Starting with the line that holds "Where can the abstract", copy out each remaining line of the listing below, up to and including the last one, and include nothing else.

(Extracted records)

start

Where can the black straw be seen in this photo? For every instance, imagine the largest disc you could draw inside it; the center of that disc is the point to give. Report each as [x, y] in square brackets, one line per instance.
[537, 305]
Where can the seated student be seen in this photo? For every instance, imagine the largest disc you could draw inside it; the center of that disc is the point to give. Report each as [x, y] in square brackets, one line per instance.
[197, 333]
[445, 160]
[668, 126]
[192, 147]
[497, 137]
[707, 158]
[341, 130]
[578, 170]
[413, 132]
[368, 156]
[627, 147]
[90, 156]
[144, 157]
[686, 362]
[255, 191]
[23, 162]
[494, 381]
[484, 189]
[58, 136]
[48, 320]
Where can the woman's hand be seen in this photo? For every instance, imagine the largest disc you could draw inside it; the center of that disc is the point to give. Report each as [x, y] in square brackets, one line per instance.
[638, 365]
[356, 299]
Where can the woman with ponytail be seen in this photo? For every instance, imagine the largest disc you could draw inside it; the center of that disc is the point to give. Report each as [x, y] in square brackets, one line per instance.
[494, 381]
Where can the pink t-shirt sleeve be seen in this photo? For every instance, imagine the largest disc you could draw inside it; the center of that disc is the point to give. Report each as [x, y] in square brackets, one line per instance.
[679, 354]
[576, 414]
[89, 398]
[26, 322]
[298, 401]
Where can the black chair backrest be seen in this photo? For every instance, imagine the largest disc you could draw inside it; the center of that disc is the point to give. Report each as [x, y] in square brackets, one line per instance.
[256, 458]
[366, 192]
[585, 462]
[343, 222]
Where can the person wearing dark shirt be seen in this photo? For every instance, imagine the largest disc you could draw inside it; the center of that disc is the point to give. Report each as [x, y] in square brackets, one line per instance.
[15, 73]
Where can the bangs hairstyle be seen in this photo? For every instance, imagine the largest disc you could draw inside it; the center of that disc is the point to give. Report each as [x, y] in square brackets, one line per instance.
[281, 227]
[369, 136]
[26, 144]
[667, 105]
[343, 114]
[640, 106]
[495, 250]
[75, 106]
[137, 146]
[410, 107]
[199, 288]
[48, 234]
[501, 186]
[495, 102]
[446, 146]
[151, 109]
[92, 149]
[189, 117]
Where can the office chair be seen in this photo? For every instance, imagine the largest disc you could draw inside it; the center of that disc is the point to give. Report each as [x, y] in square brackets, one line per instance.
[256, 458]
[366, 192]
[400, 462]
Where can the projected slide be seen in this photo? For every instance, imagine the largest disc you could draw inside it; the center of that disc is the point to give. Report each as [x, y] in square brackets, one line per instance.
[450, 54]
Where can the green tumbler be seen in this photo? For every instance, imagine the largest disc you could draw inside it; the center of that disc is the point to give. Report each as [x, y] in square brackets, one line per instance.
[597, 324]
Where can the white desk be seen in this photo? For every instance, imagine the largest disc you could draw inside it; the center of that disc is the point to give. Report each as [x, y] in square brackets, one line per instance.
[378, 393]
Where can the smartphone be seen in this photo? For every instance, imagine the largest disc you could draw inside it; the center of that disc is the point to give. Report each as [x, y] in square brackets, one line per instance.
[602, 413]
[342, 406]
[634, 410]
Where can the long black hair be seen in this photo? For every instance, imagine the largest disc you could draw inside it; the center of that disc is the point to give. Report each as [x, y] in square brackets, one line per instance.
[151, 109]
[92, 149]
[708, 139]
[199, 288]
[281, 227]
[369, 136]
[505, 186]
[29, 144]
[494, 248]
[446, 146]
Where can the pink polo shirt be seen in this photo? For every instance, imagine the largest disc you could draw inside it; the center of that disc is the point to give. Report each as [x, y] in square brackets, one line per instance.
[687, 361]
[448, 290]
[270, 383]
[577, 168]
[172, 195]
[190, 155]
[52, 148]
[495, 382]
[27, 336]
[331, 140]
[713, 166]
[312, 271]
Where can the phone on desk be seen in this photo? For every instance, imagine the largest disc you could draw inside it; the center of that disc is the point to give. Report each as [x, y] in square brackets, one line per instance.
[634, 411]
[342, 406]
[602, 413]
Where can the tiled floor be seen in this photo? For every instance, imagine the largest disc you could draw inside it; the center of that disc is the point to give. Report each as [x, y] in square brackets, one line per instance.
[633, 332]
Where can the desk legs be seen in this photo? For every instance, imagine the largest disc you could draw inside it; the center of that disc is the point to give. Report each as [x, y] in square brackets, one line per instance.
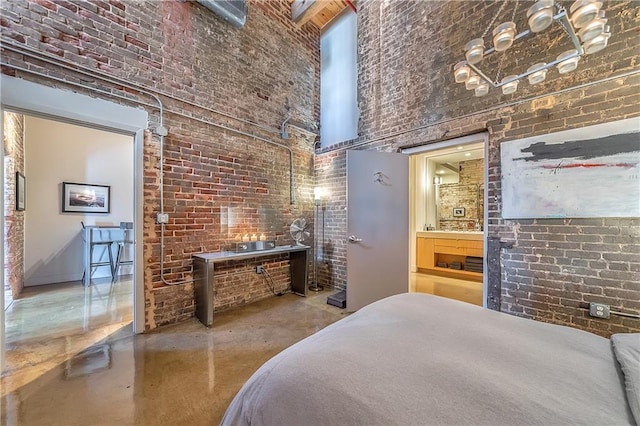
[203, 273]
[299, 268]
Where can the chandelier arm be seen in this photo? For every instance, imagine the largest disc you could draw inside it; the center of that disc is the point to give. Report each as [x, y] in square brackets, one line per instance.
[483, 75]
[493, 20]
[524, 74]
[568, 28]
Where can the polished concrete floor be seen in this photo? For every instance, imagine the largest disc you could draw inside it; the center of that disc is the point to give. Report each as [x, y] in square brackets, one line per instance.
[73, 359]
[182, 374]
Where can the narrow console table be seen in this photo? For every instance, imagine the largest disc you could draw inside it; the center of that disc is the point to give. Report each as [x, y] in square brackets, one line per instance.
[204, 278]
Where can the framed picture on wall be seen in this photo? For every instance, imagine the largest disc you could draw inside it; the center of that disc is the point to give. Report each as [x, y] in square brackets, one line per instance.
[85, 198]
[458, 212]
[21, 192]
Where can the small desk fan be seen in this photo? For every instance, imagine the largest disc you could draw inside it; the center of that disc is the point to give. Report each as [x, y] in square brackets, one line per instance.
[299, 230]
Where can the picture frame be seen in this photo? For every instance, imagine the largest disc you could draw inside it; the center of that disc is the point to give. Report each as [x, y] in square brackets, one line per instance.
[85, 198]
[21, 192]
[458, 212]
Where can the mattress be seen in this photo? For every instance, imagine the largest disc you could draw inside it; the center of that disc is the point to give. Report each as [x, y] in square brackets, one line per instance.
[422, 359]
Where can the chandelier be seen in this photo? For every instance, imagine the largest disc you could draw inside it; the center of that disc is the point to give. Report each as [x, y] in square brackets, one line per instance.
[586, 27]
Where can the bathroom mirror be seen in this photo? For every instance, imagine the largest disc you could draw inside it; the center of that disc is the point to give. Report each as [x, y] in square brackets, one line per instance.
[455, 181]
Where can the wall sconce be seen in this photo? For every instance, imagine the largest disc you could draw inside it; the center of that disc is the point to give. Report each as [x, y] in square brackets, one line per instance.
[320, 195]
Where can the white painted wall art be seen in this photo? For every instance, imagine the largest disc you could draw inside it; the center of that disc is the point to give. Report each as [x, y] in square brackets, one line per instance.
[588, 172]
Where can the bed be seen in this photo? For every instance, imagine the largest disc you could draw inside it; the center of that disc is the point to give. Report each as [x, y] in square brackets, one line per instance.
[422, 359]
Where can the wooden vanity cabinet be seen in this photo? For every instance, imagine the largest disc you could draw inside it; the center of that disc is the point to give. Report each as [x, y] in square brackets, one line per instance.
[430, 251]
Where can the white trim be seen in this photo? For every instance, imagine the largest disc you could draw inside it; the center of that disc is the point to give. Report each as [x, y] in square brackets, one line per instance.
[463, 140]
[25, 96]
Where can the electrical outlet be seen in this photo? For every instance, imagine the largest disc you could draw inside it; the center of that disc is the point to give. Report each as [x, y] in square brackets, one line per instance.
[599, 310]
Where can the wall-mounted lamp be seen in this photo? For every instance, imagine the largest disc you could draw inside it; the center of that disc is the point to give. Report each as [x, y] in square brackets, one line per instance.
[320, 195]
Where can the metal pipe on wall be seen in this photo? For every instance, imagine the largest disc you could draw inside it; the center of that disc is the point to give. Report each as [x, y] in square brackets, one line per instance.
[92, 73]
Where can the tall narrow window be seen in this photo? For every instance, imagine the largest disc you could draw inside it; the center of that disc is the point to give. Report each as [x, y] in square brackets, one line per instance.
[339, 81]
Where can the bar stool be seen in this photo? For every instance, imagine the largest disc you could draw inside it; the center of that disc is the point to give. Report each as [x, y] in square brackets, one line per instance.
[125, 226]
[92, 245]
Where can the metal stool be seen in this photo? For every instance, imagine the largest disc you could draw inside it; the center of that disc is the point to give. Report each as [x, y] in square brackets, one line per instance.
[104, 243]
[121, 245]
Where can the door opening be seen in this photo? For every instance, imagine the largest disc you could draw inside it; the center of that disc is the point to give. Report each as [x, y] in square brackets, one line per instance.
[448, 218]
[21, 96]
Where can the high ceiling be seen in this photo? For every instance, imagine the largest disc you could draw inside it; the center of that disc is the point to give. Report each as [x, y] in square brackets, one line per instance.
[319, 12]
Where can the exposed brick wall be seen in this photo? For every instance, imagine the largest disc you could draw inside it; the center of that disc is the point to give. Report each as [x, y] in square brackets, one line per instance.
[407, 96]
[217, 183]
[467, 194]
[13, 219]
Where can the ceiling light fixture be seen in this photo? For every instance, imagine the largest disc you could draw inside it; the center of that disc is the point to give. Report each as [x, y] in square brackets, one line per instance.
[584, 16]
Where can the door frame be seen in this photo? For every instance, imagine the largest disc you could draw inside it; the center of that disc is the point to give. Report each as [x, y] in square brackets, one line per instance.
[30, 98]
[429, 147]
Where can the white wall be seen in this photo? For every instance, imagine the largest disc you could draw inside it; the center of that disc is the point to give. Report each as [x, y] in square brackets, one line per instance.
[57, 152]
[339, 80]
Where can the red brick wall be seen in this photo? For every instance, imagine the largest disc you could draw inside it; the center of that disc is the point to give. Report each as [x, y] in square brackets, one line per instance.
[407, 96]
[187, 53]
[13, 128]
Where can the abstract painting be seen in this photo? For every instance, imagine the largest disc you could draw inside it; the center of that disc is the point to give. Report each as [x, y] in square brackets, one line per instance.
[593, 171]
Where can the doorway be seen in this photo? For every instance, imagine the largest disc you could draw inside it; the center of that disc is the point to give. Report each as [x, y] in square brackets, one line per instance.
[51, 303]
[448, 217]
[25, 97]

end

#### RESPONSE
Where can the abstract painting be seen in this photo? For every instance, imagine the largest disc you could draw inside it; the center of that disc is the point to give. Report each as [x, y] in square brackets, one line per instance.
[593, 171]
Where can the doorway be seen in this photo? For every instance, imagine the largest disc you could draw inside it; the center of that disc is the point to give. Report each as [x, y] in square brackets, one line per instance.
[51, 303]
[448, 217]
[25, 97]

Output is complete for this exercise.